━━━━━ Textauszug ━━━━━

Bisher
bin ich noch gar nicht dazu gekommen, über einen weiteren Ausflug raus aus der
Hauptstadt zu berichten, nämlich nach Westen an die polnische Grenze, nach
Grodno. Anlass für diese Reise war die 100-Jahr-Feier am 21. September 2012 der
dortigen evangelischen Kirche (was übrigens auf russisch auch so heißt, wenn
eine protestantische Gemeinde gemeint ist).
Die
dortige Gemeinde mit ihrem
jungen Pfarrer Wladimir Tatarnikow ist die einzige in Belarus, die über ein
eigenes Gotteshaus verfügt. Die anderen, wenigen protestantischen Gruppen von
Gläubigen, treffen sich in wechselnd angemieteten Räumen, wie z.B. in Minsk, wo
im Winter kein Gottesdienst stattfinden, weil nicht geheizt werden kann. Die
evangelische Kirche des Landes ist zersplittert in eine selbständige
Lutherische Kirche, einige unabhängige Gemeinden und die lutherische
Gemeinde in Grodno, die enge Beziehungen zur EKD unterhält.

━━━━━

» **Aufgabenstellung**: Schreiben Sie den Textauszug über die evangelische Gemeinde in Grodno vollständig und unverändert ab. Die Einträge stammen aus einer anderen Quelle als der Textauszug.

━━━━━ Extrahierte Einträge ━━━━━

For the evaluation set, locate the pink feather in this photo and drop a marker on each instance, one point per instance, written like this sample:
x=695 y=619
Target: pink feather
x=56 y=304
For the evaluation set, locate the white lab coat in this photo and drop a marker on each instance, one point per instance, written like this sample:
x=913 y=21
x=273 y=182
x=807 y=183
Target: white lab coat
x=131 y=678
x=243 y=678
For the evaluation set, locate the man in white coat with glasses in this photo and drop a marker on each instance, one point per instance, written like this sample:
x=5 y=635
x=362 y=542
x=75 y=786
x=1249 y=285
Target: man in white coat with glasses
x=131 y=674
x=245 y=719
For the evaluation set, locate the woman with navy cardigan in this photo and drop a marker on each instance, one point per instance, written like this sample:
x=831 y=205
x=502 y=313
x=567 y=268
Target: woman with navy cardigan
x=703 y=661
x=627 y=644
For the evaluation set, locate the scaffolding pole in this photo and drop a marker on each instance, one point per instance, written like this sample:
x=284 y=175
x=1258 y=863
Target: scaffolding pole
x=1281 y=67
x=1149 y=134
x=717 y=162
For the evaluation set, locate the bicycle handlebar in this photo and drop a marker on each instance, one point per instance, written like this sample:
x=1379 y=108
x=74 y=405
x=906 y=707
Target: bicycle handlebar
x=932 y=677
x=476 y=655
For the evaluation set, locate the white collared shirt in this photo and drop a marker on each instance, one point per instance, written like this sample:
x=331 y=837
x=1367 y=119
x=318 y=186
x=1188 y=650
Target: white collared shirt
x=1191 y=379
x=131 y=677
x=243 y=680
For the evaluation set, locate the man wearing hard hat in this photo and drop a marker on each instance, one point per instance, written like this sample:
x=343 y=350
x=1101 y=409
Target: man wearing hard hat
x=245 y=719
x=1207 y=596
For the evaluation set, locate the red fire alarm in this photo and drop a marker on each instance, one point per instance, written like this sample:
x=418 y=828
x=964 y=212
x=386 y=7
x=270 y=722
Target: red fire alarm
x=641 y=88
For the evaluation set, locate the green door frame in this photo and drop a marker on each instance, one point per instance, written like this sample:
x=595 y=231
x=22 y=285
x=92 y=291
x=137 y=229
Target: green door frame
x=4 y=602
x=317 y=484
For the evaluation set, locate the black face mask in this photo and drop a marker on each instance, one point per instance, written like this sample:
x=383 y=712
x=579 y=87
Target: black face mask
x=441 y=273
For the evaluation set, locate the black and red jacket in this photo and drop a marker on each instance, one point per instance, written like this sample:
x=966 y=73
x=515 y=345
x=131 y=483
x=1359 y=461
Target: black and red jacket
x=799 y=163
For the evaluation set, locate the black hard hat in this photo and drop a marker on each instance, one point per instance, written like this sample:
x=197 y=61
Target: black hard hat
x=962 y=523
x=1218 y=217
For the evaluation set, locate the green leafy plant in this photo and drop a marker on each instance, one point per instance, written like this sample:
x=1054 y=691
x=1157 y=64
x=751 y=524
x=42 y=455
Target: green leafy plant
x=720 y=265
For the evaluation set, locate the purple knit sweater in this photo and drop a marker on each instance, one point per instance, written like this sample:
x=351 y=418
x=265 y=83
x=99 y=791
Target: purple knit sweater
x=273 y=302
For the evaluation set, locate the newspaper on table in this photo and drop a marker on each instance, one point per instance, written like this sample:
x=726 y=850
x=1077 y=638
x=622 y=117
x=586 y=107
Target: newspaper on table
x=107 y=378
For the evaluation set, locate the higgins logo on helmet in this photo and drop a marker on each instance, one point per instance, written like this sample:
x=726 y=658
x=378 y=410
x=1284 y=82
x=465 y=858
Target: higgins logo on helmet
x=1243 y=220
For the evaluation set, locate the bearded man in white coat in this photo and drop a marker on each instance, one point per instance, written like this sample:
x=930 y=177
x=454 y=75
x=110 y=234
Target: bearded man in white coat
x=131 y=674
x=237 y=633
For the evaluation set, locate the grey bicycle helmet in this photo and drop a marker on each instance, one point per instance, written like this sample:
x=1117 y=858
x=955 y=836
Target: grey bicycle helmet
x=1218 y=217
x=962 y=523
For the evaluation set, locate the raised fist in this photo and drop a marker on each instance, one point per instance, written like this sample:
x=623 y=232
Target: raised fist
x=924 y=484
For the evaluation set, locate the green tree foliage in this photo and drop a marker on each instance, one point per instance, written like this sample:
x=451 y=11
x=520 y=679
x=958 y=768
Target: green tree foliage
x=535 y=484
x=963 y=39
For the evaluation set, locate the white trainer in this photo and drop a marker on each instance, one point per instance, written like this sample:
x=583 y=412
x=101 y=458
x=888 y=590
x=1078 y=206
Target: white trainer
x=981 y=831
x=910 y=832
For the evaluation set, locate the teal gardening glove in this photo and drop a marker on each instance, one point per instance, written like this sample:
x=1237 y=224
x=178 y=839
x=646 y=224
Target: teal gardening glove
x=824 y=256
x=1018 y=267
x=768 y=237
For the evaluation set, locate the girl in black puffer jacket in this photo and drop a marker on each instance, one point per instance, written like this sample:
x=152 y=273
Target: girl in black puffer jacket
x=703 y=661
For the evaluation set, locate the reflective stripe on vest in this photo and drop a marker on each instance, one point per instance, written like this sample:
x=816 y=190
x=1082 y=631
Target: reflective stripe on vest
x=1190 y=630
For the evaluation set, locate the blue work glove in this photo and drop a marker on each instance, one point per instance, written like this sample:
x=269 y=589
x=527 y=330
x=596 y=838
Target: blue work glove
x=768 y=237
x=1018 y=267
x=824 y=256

━━━━━

» **Erwartete Antwort**:
Bisher
bin ich noch gar nicht dazu gekommen, über einen weiteren Ausflug raus aus der
Hauptstadt zu berichten, nämlich nach Westen an die polnische Grenze, nach
Grodno. Anlass für diese Reise war die 100-Jahr-Feier am 21. September 2012 der
dortigen evangelischen Kirche (was übrigens auf russisch auch so heißt, wenn
eine protestantische Gemeinde gemeint ist).
Die
dortige Gemeinde mit ihrem
jungen Pfarrer Wladimir Tatarnikow ist die einzige in Belarus, die über ein
eigenes Gotteshaus verfügt. Die anderen, wenigen protestantischen Gruppen von
Gläubigen, treffen sich in wechselnd angemieteten Räumen, wie z.B. in Minsk, wo
im Winter kein Gottesdienst stattfinden, weil nicht geheizt werden kann. Die
evangelische Kirche des Landes ist zersplittert in eine selbständige
Lutherische Kirche, einige unabhängige Gemeinden und die lutherische
Gemeinde in Grodno, die enge Beziehungen zur EKD unterhält.